§ TASK DIRECTIONS
Copy out all of the material exactly.

··· PROVIDED RECORDS ···

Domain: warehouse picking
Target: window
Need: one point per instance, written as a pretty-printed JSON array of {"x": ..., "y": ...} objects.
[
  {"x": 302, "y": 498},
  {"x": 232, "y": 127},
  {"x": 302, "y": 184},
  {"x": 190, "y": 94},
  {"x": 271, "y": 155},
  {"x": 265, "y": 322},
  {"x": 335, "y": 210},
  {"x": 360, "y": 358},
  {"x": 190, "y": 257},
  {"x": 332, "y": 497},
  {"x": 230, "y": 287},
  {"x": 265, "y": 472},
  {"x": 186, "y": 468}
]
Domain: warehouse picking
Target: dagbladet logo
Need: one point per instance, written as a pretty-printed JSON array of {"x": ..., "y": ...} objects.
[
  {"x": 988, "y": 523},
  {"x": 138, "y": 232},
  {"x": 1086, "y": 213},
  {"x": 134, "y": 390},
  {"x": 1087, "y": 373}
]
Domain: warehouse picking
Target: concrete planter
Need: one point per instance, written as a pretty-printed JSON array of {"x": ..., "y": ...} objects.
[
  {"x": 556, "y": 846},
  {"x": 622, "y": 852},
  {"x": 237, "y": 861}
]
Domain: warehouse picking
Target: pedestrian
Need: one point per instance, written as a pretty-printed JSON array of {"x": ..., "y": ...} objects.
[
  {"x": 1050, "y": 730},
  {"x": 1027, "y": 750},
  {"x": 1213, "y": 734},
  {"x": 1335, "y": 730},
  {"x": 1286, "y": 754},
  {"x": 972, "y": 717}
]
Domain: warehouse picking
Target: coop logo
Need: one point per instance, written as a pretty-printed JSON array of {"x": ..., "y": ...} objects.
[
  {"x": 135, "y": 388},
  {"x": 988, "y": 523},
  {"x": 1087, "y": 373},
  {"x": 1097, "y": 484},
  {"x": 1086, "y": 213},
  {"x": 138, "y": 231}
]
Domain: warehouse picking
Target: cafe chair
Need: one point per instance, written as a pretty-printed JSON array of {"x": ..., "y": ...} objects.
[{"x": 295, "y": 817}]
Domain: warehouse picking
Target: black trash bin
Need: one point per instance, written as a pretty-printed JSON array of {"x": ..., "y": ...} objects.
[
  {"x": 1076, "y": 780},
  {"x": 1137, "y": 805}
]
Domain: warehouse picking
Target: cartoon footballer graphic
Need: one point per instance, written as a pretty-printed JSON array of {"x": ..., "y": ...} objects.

···

§ ANSWER TO THIS TASK
Domain: warehouse picking
Target: window
Need: one point per instance, written as a pretty-printed JSON array of {"x": ..., "y": ...} objects.
[
  {"x": 302, "y": 498},
  {"x": 232, "y": 127},
  {"x": 302, "y": 184},
  {"x": 190, "y": 94},
  {"x": 271, "y": 155},
  {"x": 265, "y": 322},
  {"x": 335, "y": 210},
  {"x": 360, "y": 358},
  {"x": 190, "y": 257},
  {"x": 332, "y": 497},
  {"x": 230, "y": 287},
  {"x": 265, "y": 472},
  {"x": 186, "y": 468}
]
Domain: warehouse picking
Target: dagbladet logo
Need: one point per instance, written as a pretty-printed JSON array of {"x": ..., "y": ...} objects.
[
  {"x": 988, "y": 523},
  {"x": 138, "y": 232},
  {"x": 1086, "y": 213},
  {"x": 134, "y": 390},
  {"x": 1087, "y": 373}
]
Domain: warehouse picking
Target: concrete planter
Need: one point per instance, written as a pretty-printed JSON array of {"x": ..., "y": ...} objects.
[
  {"x": 556, "y": 846},
  {"x": 622, "y": 852},
  {"x": 237, "y": 861}
]
Domain: warehouse picking
Target: pedestrian
Need: one point per instance, written as a pretty-printed JSON array of {"x": ..., "y": ...} objects.
[
  {"x": 1050, "y": 730},
  {"x": 1027, "y": 750},
  {"x": 1213, "y": 734},
  {"x": 1335, "y": 730},
  {"x": 1286, "y": 754},
  {"x": 972, "y": 717}
]
Domain: warehouse picking
Target: coop logo
Need: one point per instance, written as a pretty-printed JSON array of {"x": ..., "y": ...} objects.
[
  {"x": 135, "y": 388},
  {"x": 988, "y": 523},
  {"x": 1087, "y": 373},
  {"x": 1097, "y": 484},
  {"x": 1086, "y": 213},
  {"x": 138, "y": 231}
]
Domain: warehouse picking
Target: cafe chair
Need: one point per instance, written as a pretty-printed JSON array of {"x": ..., "y": ...} objects.
[{"x": 295, "y": 817}]
Domain: warehouse picking
Target: black trash bin
Need: one point per instance, written as a pretty-printed JSON array of {"x": ..., "y": ...} objects.
[
  {"x": 1076, "y": 780},
  {"x": 1137, "y": 805}
]
Domain: warehouse picking
Target: cartoon footballer graphic
Need: one point per instance, written as a pretty-printed JSON array of {"x": ..., "y": ...} objects.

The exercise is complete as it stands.